**The exercise**
Exactly the lines from the one containing "Would you please tag the presidential" through the final line of the listing are to be retyped, and nothing more.

** START OF Task inputs **

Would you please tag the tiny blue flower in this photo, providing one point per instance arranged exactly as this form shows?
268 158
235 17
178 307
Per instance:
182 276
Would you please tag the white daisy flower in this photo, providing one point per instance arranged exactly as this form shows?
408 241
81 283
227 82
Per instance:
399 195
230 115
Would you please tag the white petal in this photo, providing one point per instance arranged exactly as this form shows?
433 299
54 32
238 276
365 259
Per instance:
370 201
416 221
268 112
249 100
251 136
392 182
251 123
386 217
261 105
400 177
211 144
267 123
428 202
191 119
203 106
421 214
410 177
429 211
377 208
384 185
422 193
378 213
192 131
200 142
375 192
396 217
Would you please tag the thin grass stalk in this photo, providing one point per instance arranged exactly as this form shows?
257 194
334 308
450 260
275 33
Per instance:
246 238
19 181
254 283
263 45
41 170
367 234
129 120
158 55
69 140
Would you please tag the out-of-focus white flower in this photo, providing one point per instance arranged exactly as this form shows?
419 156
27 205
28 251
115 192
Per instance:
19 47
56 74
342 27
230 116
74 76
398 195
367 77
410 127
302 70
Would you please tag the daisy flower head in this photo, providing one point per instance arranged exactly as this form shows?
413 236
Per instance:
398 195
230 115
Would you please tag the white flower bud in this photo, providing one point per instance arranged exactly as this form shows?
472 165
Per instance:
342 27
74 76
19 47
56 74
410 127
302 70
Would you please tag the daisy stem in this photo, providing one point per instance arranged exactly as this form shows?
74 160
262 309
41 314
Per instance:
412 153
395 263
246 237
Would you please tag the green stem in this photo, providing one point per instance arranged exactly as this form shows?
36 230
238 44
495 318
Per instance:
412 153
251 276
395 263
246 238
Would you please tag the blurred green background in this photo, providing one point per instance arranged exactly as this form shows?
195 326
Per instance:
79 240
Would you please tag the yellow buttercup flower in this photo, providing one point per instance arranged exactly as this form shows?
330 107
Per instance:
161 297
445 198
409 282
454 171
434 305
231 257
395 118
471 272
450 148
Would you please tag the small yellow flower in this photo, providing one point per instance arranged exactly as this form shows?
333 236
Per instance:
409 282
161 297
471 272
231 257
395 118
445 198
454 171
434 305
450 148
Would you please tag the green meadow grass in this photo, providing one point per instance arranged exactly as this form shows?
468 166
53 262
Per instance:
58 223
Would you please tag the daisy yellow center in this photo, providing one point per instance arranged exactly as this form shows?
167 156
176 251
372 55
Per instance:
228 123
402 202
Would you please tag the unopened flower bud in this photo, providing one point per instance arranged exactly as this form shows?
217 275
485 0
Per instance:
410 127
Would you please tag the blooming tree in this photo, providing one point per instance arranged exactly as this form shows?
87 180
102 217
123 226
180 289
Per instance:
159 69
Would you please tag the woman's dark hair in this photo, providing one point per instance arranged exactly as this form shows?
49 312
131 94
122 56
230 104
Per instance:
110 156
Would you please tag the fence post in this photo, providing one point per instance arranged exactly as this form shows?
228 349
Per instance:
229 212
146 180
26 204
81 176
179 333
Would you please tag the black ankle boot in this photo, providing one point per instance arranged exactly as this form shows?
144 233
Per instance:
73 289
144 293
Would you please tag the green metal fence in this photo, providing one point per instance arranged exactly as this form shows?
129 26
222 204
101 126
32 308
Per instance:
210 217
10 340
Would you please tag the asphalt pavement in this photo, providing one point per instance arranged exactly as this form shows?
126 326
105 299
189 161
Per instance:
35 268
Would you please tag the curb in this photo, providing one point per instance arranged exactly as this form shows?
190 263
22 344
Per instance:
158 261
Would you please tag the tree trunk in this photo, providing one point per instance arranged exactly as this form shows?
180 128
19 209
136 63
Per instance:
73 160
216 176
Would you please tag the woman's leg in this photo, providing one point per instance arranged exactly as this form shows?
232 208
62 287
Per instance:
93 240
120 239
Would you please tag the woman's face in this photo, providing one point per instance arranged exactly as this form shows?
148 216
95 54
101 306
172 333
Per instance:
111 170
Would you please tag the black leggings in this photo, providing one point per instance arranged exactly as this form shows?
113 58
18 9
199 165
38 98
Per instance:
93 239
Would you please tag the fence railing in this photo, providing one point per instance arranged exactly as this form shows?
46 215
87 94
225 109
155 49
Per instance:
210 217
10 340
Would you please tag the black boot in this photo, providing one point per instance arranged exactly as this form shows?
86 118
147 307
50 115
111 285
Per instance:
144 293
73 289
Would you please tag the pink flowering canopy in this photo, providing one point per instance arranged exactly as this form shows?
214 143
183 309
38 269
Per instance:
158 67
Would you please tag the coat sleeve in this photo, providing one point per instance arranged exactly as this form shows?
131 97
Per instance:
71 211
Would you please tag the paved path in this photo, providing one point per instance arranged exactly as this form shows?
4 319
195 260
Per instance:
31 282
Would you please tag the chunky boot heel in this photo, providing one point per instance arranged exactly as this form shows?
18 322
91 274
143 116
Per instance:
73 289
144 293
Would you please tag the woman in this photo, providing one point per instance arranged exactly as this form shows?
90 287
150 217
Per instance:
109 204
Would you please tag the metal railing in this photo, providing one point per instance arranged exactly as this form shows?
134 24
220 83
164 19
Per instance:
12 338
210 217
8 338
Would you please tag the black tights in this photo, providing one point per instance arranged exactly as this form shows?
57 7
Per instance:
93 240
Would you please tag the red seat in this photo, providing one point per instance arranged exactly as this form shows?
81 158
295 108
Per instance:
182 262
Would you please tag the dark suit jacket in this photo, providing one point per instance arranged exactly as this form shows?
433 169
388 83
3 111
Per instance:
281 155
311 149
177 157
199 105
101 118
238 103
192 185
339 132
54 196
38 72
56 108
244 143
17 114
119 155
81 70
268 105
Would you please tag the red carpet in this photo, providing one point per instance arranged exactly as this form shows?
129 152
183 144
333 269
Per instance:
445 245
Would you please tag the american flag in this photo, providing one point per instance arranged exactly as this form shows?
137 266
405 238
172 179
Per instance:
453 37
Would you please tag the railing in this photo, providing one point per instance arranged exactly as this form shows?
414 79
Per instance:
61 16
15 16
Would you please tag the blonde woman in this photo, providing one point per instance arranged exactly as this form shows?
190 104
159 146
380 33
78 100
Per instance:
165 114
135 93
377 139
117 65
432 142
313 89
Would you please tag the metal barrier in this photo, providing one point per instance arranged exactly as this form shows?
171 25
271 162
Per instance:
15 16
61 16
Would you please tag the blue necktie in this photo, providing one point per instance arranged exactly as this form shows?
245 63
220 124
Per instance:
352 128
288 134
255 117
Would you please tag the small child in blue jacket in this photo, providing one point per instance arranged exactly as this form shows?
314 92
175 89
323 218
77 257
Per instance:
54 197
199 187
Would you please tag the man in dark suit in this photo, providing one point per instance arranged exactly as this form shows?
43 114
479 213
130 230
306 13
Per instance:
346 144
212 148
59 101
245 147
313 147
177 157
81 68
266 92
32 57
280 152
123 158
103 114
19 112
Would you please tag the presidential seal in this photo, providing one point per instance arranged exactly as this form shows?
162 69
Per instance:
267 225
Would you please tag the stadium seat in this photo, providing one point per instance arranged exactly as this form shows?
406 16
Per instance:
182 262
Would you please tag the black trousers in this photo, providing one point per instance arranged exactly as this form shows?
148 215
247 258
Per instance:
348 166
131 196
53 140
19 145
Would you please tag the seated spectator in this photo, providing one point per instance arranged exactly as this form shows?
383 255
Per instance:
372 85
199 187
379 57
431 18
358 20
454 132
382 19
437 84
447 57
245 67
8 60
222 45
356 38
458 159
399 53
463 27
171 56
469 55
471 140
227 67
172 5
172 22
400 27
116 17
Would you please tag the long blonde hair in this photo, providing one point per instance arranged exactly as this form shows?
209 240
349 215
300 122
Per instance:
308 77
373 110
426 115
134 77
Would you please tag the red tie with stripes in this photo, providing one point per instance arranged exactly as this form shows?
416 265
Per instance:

** END OF Task inputs **

**Result below**
Would you please tag the presidential seal in this photo, providing one point per instance arranged exactly as this form shows?
162 69
Per instance:
267 225
Would you please tag the stadium seat in this photo, providing one point per instance arranged exactly as this form shows?
406 16
Per instance:
182 262
Would you please tag the black trousers in this photo, providing one point per instance arranged exactly as this form shows?
148 215
247 258
Per instance:
348 166
131 196
53 140
19 145
Would you please tag the seated spectator in this photo, providing one point per instance arranged exactly as this form shows?
383 255
Per instance:
372 85
199 187
379 57
431 18
358 20
454 132
382 19
437 84
447 57
245 67
8 60
222 45
356 38
458 159
399 53
463 27
171 56
469 55
471 140
227 67
172 5
172 22
400 27
116 17
Would you please tag the long blonde hair in this photo, providing one point per instance arranged exactly as this form shows?
209 240
349 215
300 122
Per instance:
308 77
373 110
426 115
134 77
Would you please tag the red tie with stripes in this photo, providing one point per instance arranged exactly as this form shows?
416 265
Per instance:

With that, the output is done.